*To do:*
1. For each statement (a), (b), and (c), decide whether it agrees with the passage about the Monroe Elementary clerk layoff. Answer yes or no and quote the deciding words from the passage.
(a) Midie Lau is set to lose her position at the end of November.
(b) Monroe's student population is 40% Chinese.
(c) Jennifer Steiner wrote only to the Board of Supervisors.
2. Answer these questions from the passage about the Monroe Elementary clerk layoff.
(a) Who is the principal of Monroe Elementary?
(b) Which department must make budget cuts?
(c) What language do many Monroe families speak as their only language?
3. Please continue the passage about the Monroe Elementary clerk layoff from where it stops.

#### Source document ####

Not surprisingly, these developments are causing much outrage, anxiety and sadness in our schools. Jennifer Steiner, the principal of Monroe Elementary, wrote this to the Board of Supervisors and the Board of Education:

I am extremely upset to hear that our beloved clerk, Midie Lau, has received a letter that she will be losing her position at Monroe Elementary School at the end of November. While I understand that the Department of Public Health must make budget cuts, displacing the existing staff that know about local and district policies and school district systems can only serve to hurt the very students and families that Monroe serves.

It is additionally alarming that the people who are getting laid off and bumped are disproportionately women and people of color, such as Midie. Monroe serves a student population that is 30% Chinese; many of these families are monolingual Cantonese-speakers—Midie is the only full time employee at our school who speaks Cantonese outside of the classroom teachers.  She is an invaluable member of our community.

#### Listed records ####

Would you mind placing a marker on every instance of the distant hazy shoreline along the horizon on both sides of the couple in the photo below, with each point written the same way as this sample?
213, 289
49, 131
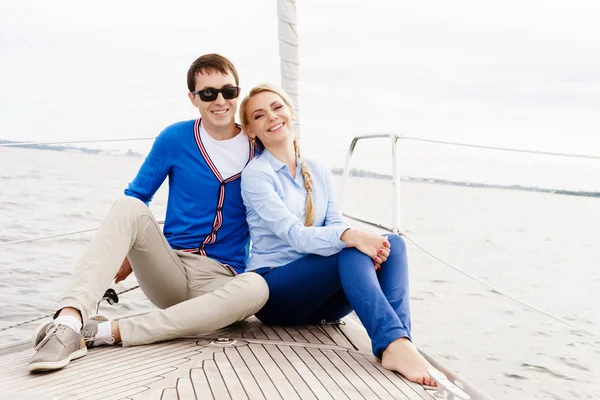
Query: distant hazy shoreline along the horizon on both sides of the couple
336, 171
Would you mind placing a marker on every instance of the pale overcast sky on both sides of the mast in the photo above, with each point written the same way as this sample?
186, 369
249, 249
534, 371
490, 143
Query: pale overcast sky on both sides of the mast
509, 73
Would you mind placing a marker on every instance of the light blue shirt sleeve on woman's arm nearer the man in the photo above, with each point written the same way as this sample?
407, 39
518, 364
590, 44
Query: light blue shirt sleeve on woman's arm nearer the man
260, 197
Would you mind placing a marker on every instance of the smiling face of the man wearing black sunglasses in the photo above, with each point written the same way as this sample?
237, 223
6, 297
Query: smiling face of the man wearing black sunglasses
220, 112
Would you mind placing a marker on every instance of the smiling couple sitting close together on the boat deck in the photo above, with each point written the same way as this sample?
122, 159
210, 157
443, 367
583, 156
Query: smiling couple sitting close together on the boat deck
229, 185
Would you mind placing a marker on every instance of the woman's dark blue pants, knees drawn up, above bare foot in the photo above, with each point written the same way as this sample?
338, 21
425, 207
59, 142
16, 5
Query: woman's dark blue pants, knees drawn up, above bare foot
316, 288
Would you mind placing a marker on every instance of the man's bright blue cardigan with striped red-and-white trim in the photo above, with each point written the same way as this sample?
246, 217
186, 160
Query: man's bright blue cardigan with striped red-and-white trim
205, 213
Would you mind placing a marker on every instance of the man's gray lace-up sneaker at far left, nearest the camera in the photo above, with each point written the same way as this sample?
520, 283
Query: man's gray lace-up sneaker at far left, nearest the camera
57, 348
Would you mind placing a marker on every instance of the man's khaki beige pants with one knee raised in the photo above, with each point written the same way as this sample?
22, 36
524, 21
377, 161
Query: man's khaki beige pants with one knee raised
195, 294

####

*Responses to the exercise:*
1.
(a) Yes: "she will be losing her position at Monroe Elementary School at the end of November"
(b) No: "Monroe serves a student population that is 30% Chinese"
(c) No: "wrote this to the Board of Supervisors and the Board of Education"

2.
(a) Jennifer Steiner
(b) The Department of Public Health
(c) Cantonese

3.
We are a community school where parents feel welcomed in the front office by someone they know and trust.  Displacing Midie with another clerk who has never worked in a school will create a devastating disruption in our service to students and families.

Tomorrow, City Supervisors will consider a resolution that would restore some of the eliminated positions in the Department of Public Health, and therefore, school district employees. I certainly won’t stand in the way of beloved workers getting their jobs back, but at best this is a temporary fix — the state of the City budget may necessitate layoffs in the future, so we could still face bumping at some later date.

If you’d like to speak up in favor of school secretaries — employees that do essential, specialized jobs in our schools — please come to the Budget committee hearing at City Hall tomorrow at 11 a.m. in Room 250. Or send an email to our City Supervisors to share your views.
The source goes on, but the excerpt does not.